Trecho do documento:
# # # # #
9. Pela imperícia, imprudência ou negligência do obstetra ou da parteira, se forem empregados do nosocômio. Isto se aplica integralmente ao HC.
10. Ausência de anestesista no caso de cesariana de emergência.
11. Demora na realização de cesariana, quando indicada como único recurso, devido a falta de sala disponível, falta de pessoal, equipamentos, materiais ou fármacos.
12. Retardamento de procedimentos por quaisquer motivos que não sejam precaução ou conduta expectante
1.31 Hospital e consentimento informado
Embora seja obrigatório no caso de pesquisa clínica, o TCLE ou termo de consentimento livre e esclarecido é tratado de forma displicente no âmbito de internação hospitalar, de procedimentos clínicos, sejam eles invasivos ou laboratoriais, ou mesmo nas relações médico-paciente – o contrato terapêutico.
Face ao contido no art. 5, incisos II, III e X, da Constituição da República Federativa do Brasil, o TCLE é, na prática, obrigatório pois comprova que o paciente recebeu – em tese – todas as informações sobre todos os procedimentos a que será submetido e também foi informado dos riscos e possíveis sequelas resultantes, dando seu consentimento mediante assinatura, mas não exime o médico ou a instituição hospitalar de danos acarretados por negligência, imperícia, imprudência do profissional ou de falhas decorrentes da estrutura hospitalar.
O TCLE, também chamado de termo de consentimento informado, deve ser exigido de pacientes que serão submetidos a procedimentos mutilantes como amputações, esterilizações, imobilização de articulações ou membros e deve ser assinado também por testemunhas de que o paciente recebeu todas as informações necessárias e esclarecimentos possíveis.
O TCLE exime o médico e o hospital apenas em casos de reações adversas intrínsecas do indivíduo, incomuns ou imprevisíveis pelo médico. No caso de fármacos em teste clínico, o fabricante ou o patrocinador do estudo é o responsável pelos danos diretos à saúde dos agentes das pesquisa acarretados pela droga em teste e tem a obrigação de indenizar, desde que comprovado que tanto o médico, quanto toda a equipe envolvida no ensaio clínico agiu dentro das normas e recomendações do fabricante/promotor/patrocinador do estudo.
2 Infecção hospitalar
A infecção no ambiente hospitalar geralmente acontece por falhas nos processos de esterilização e armazenamento do material esterilizado, mas também ocorre por outros fatores como por exemplo, falha da cobertura antibiótica ou antimicrobiana.
# # # # #
Extrato de dados:
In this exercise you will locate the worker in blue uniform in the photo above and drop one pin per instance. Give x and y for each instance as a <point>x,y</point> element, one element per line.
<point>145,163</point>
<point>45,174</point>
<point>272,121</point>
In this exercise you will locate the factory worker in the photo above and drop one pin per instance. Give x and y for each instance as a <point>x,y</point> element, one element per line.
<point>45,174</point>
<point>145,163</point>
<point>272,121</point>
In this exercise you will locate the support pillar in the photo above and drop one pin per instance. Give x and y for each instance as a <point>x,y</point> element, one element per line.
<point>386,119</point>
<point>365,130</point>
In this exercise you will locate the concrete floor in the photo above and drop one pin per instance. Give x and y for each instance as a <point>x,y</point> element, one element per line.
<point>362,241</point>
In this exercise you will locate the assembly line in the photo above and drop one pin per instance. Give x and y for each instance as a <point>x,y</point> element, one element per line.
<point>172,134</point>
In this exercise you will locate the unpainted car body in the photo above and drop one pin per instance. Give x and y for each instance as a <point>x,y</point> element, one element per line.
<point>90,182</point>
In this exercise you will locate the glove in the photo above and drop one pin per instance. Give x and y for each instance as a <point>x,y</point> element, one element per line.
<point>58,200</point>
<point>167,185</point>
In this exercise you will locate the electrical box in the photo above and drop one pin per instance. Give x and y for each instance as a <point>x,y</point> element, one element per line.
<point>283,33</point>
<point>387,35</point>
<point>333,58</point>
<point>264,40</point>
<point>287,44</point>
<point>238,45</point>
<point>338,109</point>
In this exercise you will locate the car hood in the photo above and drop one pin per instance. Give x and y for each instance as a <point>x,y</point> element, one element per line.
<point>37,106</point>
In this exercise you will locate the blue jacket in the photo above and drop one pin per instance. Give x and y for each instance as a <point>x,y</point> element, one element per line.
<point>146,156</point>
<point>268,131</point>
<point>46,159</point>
# # # # #
Requisito 1: No trecho do documento, quais procedimentos mutilantes são citados como casos em que se deve exigir o TCLE? Liste todos.
Requisito 2: Dê continuidade ao texto sobre responsabilidade hospitalar e infecção hospitalar, começando logo depois da última frase.
Não é preciso consultar o material.

Sua resposta 1: Amputações; esterilizações; imobilização de articulações ou membros.

Sua resposta 2:
A maioria dos procedimentos invasivos é precedida de uma etapa de profilaxia antimicrobiana que objetiva reduzir a flora bacteriana potencialmente patogênica no sítio cirúrgico, usando antibióticos específicos, mas que podem saciar por diversos motivos expondo organismo aos patógenos que eles deveriam eliminar e, nesse caso, a responsabilidade não é da instituição ou mesmo do médico ou da equipe, mas sim no fabricante, desde que não tenha ocorrido erro na escolha do antibiótico, ou seja, não tenha sido usado usado um antibiótico sem espectro sobre as bactérias do sítio que seria manipulado.
2.2 Comissões de controle de infecção hospitalar
Desde 1983, todos os hospitais devem manter CCIH, mas nem todos os estabelecimentos cumprem esta determinação legal.
Uma CCIH deve ser constituída por no mínimo um médico, um farmacêutico-bioquímico, um enfermeiro e profissionais de estatística e administrativos.
2.3 Legislação pertinente à infecção hospitalar: anotações
O programa de controle de infecções hospitalares (PCIH) foi instituído pela lei nº 9431/77, de 6 de janeiro de 1997 e estabelece as obrigações e atribuições das CCIHs, que são: a) exercer rígida vigilância epidemiológica do hospital; b) elaborar normas técnicas para a prevenção das infecções hospitalares mais ocorrentes; c) exercer o controle do uso de antimicrobianos; d) entregar à direção do estabelecimento relatório dos casos de doença de notificação compulsória às autoridades sanitárias; e) inventariar os casos de infecção.